Stored dataset entries

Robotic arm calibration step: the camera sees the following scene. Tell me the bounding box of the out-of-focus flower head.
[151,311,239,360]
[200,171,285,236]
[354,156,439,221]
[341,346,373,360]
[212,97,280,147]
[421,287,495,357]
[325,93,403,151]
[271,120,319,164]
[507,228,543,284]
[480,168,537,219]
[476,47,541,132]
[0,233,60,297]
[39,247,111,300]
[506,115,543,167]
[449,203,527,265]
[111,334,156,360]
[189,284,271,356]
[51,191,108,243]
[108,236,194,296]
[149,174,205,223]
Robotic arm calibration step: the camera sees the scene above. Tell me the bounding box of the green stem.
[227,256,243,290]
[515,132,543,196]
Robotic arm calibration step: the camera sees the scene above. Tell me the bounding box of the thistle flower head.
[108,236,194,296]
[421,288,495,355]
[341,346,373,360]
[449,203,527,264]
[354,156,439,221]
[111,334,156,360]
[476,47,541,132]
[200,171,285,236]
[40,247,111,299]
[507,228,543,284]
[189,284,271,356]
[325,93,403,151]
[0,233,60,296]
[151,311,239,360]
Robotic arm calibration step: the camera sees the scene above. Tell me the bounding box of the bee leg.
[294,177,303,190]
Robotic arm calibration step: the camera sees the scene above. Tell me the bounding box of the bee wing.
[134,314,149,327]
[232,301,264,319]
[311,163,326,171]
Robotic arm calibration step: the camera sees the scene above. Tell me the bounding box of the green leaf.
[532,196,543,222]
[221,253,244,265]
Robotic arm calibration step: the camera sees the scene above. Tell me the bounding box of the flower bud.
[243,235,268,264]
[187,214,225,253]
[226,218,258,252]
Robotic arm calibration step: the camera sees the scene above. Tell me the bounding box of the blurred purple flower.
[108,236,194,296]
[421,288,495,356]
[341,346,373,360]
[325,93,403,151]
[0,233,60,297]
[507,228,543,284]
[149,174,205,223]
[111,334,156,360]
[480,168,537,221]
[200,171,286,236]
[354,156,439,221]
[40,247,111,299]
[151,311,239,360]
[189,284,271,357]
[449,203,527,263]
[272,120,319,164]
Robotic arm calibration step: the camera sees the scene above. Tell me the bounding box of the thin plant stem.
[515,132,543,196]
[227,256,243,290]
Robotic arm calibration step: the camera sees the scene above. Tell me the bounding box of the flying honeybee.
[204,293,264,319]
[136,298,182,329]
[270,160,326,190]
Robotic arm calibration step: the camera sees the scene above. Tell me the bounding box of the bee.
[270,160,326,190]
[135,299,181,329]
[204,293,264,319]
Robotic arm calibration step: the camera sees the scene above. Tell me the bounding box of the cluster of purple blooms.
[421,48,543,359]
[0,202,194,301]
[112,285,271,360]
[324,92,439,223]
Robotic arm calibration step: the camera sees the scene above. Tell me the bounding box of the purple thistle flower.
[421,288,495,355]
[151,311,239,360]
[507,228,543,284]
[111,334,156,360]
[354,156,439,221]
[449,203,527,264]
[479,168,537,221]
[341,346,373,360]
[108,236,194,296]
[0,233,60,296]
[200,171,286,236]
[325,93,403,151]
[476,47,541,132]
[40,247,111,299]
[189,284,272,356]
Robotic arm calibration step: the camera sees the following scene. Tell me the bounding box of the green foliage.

■ YOUR GOAL
Recast all of the entries above as a numbered list, omitting blank lines.

■ EXPECTED ANSWER
1. Robotic arm calibration step: the camera sees the following scene. Tell me the bounding box of the out-of-focus flower head.
2. [151,311,239,360]
3. [200,171,285,236]
4. [354,156,439,221]
5. [341,346,373,360]
6. [212,97,280,147]
7. [421,287,495,357]
8. [325,93,403,151]
9. [271,120,319,164]
10. [507,228,543,284]
11. [480,168,537,219]
12. [476,47,541,132]
13. [0,233,60,297]
14. [39,247,111,300]
15. [506,115,543,167]
16. [449,203,527,265]
17. [111,334,156,360]
18. [189,284,271,356]
19. [51,191,108,243]
20. [108,236,194,296]
21. [149,174,205,223]
22. Robotic arm calibration step: the camera sees the scene above. Tell me the bounding box of the green stem.
23. [227,256,243,290]
24. [515,132,543,196]
25. Robotic arm calibration step: the camera sees the scene above. Tell me the bounding box of the thistle flower head.
26. [108,236,194,296]
27. [421,288,495,355]
28. [341,346,373,360]
29. [449,203,527,264]
30. [354,156,439,221]
31. [111,334,156,360]
32. [476,47,541,132]
33. [200,171,285,236]
34. [40,247,111,299]
35. [507,228,543,284]
36. [189,284,271,356]
37. [325,93,403,151]
38. [0,233,60,296]
39. [151,311,239,360]
40. Robotic arm calibration step: the camera sees the scene above. Tell me the bounding box of the bee leg.
41. [294,177,303,190]
42. Robotic arm calibration step: the camera sees the scene above. Tell me the bounding box of the bee wing.
43. [134,314,149,327]
44. [232,301,264,319]
45. [311,163,326,171]
46. Robotic arm calibration step: the camera sees the scene above. Tell me the bounding box of the green leaf.
47. [532,196,543,222]
48. [221,253,244,265]
49. Robotic arm calibration step: the camera sees the scene above. Tell me the bounding box of the flower bud.
50. [243,235,268,264]
51. [187,214,225,253]
52. [226,218,258,252]
53. Robotic arm calibration step: the camera sees the scene above. Tell me the bounding box of the blurred purple flower.
54. [108,236,194,296]
55. [421,288,495,356]
56. [341,346,373,360]
57. [325,93,403,151]
58. [0,233,60,297]
59. [507,228,543,284]
60. [149,174,205,223]
61. [111,334,156,360]
62. [480,168,537,221]
63. [200,171,286,236]
64. [354,156,439,221]
65. [40,247,111,299]
66. [151,311,239,360]
67. [189,284,271,357]
68. [449,203,527,263]
69. [272,120,319,164]
70. Robotic arm calibration step: the camera sees the scene above. Tell me the bounding box of the thin plant stem.
71. [515,132,543,196]
72. [227,256,243,290]
73. Robotic arm calibration step: the camera sees the scene above. Tell me the bounding box of the flying honeybee.
74. [204,293,264,319]
75. [136,298,182,329]
76. [270,160,326,190]
77. Robotic arm calibration step: the camera sees the scene above. Tell me the bounding box of the bee.
78. [270,160,326,190]
79. [135,299,181,329]
80. [204,293,264,319]
81. Robotic arm calibration step: the camera sees the scene above. Tell me the bounding box of the cluster of purple blooms.
82. [421,48,543,359]
83. [0,202,194,301]
84. [112,285,271,360]
85. [324,92,439,223]
86. Robotic arm calibration step: the camera sees the scene above. Tell me the bounding box of the purple thistle flower.
87. [421,288,495,355]
88. [151,311,239,360]
89. [507,228,543,284]
90. [111,334,156,360]
91. [354,156,439,221]
92. [449,203,527,264]
93. [479,168,537,221]
94. [341,346,373,360]
95. [108,236,194,296]
96. [0,233,60,296]
97. [200,171,286,236]
98. [325,93,403,151]
99. [476,47,541,132]
100. [40,247,111,299]
101. [189,284,272,356]
102. Robotic arm calibration step: the camera sees the following scene. Tell me the bounding box of the green foliage.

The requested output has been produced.